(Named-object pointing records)
** BEGIN **
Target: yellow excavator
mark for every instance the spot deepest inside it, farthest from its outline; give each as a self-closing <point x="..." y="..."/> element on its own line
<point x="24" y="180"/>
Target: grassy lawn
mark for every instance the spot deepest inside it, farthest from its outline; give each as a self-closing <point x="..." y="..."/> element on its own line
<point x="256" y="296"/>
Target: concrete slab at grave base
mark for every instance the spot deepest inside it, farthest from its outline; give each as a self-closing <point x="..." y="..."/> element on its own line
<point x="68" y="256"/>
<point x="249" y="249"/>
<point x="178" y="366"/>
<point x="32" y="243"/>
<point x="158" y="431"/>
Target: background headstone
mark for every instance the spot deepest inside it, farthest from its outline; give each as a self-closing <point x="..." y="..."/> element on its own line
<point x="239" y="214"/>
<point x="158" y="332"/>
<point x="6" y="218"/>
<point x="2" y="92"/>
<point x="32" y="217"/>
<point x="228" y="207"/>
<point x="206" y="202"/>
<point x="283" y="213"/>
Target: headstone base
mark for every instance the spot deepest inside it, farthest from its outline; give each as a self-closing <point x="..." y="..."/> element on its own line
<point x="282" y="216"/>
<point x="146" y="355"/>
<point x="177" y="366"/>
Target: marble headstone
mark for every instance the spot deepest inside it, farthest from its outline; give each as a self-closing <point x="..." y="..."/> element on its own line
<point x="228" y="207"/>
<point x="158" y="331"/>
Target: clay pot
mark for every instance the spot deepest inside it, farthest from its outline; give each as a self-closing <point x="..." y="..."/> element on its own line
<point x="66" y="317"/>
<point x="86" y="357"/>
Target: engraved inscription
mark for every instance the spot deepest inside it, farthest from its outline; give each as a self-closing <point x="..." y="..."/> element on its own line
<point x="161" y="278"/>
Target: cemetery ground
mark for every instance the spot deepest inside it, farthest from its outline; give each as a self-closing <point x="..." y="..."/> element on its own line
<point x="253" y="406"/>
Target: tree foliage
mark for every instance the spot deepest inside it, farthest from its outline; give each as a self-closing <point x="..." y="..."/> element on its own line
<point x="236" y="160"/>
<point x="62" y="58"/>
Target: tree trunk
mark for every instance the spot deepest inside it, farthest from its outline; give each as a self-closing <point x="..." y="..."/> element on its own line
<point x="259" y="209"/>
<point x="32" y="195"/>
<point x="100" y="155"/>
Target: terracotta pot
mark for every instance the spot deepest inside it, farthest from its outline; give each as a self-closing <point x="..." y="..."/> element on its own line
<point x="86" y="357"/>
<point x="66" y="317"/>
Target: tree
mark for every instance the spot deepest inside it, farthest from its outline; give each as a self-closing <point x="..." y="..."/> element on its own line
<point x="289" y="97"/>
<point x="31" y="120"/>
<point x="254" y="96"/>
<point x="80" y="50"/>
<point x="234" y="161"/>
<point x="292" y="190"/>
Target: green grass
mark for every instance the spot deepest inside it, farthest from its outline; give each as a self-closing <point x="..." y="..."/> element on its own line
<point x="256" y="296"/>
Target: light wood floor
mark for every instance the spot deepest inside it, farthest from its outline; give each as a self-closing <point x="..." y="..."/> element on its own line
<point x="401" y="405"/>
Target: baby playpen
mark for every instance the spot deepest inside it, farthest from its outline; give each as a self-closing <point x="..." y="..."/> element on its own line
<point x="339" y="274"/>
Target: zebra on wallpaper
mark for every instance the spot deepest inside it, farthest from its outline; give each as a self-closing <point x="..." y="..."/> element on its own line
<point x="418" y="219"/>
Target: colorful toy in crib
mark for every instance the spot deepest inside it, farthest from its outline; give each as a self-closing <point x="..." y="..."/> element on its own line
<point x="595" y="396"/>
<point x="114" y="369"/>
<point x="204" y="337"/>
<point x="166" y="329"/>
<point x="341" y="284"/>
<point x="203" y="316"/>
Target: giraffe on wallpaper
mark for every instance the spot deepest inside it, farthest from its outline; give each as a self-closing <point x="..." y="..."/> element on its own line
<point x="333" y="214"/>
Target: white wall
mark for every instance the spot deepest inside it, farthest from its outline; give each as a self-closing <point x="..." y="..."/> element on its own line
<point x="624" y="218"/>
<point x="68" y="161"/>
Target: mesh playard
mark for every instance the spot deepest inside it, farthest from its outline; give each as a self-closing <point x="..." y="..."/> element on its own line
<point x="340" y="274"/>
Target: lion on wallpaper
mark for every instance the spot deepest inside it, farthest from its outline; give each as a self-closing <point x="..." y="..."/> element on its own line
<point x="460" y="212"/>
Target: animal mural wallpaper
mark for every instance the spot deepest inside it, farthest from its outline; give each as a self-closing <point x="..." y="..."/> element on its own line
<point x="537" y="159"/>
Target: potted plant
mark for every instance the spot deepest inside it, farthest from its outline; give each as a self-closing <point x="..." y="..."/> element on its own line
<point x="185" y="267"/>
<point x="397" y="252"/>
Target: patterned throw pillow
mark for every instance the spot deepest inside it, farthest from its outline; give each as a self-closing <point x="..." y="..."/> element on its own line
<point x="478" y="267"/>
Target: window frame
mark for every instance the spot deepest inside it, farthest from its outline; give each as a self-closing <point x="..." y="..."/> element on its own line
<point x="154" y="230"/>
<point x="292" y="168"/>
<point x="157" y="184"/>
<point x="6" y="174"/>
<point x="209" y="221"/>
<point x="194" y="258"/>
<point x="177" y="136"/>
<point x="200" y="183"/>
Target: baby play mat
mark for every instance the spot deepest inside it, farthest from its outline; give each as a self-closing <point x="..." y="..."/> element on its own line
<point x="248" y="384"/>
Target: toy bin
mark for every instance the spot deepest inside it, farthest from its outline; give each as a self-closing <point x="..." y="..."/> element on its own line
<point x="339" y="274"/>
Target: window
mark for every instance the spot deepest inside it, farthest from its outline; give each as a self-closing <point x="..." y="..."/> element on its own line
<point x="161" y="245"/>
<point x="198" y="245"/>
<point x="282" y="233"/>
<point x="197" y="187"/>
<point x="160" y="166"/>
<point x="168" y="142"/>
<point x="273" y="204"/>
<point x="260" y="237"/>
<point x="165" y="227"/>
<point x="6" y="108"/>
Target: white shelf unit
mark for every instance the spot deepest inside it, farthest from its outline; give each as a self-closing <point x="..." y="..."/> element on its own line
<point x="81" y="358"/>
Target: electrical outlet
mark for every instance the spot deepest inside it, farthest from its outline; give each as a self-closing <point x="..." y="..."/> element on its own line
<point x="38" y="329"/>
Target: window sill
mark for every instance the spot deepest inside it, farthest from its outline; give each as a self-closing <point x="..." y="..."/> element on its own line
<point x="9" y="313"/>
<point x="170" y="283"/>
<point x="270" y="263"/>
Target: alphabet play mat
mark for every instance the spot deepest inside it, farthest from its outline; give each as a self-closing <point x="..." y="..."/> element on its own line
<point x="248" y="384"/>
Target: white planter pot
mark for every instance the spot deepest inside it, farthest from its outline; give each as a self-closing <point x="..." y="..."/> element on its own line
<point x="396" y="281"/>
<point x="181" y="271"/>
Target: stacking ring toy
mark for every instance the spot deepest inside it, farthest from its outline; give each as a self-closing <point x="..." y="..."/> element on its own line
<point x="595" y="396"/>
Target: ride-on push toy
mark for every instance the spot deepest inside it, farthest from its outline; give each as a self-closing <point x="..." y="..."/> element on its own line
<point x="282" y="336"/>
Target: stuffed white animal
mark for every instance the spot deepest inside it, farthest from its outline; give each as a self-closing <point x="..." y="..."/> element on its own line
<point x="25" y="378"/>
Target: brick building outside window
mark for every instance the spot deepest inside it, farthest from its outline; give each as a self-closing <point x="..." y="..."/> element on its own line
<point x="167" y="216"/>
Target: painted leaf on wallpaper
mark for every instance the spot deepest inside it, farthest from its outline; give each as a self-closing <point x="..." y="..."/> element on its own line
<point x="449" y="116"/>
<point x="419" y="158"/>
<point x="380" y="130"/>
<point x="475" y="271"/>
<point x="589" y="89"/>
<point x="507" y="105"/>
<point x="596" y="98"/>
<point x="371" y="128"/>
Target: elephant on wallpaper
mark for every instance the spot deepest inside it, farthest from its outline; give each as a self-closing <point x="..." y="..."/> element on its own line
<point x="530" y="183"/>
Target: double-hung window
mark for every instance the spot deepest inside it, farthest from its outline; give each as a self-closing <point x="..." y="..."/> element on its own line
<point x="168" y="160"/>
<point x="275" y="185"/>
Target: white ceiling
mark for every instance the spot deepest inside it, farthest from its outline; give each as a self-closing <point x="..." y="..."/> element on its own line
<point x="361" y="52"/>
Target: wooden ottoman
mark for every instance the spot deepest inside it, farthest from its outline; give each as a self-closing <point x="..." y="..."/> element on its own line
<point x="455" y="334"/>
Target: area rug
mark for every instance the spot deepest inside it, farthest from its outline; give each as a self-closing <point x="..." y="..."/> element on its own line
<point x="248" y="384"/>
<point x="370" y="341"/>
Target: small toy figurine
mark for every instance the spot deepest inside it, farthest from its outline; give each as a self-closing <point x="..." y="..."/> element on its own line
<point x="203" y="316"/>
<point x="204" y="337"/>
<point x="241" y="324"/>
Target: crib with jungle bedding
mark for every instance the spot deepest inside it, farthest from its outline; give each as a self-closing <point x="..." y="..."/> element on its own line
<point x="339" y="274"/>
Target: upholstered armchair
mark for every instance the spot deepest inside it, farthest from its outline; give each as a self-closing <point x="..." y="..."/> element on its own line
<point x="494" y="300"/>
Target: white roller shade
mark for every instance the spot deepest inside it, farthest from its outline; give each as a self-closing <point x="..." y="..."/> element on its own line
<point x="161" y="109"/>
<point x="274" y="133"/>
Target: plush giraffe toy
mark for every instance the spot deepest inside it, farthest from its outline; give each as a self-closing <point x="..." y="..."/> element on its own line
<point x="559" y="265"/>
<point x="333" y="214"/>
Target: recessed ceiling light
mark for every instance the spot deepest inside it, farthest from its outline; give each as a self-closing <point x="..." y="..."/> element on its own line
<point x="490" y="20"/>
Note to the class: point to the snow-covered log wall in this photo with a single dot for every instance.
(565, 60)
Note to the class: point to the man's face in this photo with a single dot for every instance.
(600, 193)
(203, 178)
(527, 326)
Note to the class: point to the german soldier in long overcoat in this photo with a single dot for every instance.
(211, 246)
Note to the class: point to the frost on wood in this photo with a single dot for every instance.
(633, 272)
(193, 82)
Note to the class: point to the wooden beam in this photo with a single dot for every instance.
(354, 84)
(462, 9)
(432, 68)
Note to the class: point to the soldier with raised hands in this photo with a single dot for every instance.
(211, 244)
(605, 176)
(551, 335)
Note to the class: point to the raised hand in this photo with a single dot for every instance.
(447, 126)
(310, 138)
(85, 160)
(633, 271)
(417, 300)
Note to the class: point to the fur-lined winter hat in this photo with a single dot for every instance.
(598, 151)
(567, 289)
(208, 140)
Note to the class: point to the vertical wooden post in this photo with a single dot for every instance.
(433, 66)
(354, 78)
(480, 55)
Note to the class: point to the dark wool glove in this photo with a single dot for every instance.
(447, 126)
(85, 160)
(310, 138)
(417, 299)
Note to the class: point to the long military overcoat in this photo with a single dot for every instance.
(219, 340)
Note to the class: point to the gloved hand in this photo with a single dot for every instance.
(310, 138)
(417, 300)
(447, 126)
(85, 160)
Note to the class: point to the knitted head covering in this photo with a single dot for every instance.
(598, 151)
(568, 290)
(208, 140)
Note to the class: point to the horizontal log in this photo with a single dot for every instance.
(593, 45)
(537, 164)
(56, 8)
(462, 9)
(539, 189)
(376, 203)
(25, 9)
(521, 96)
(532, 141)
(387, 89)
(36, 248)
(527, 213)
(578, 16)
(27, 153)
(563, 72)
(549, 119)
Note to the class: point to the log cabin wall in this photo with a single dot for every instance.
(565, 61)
** END **
Every line from the one containing "Note to the class: point to the raised" through the last line must be copied exactly; leave out the rest.

■ Output below
Note to the class: point to the raised hand in this photo with a single dot for every instance.
(447, 126)
(310, 138)
(85, 160)
(633, 271)
(417, 300)
Note to the class: point to the fur-lined winter hat in this photo with a single dot for every instance.
(598, 151)
(567, 289)
(208, 140)
Note to the class: point to the vertical wooden post in this photo with a single dot for every instance.
(433, 66)
(354, 78)
(480, 55)
Note to the class: point to the dark wool glove in this photo with a single dot for every instance.
(447, 126)
(85, 160)
(310, 138)
(417, 299)
Note to the class: point to the long military overcoat in this photo with a single dot for every instance.
(219, 340)
Note to the class: point to the gloved hand in this photo with a single dot for every instance.
(310, 138)
(417, 300)
(447, 126)
(85, 160)
Note to the class: point to the knitted head covering in this photo with a single dot for every instance.
(598, 151)
(568, 290)
(208, 140)
Note to the class: point to the horizontal log in this photo with a single dot for every instance.
(593, 45)
(537, 164)
(56, 8)
(462, 9)
(539, 189)
(376, 203)
(25, 9)
(521, 96)
(532, 141)
(387, 89)
(36, 248)
(527, 213)
(578, 16)
(27, 153)
(563, 72)
(549, 119)
Note to the class: point to the log cabin wall in this photo with a single dot for every instance.
(565, 61)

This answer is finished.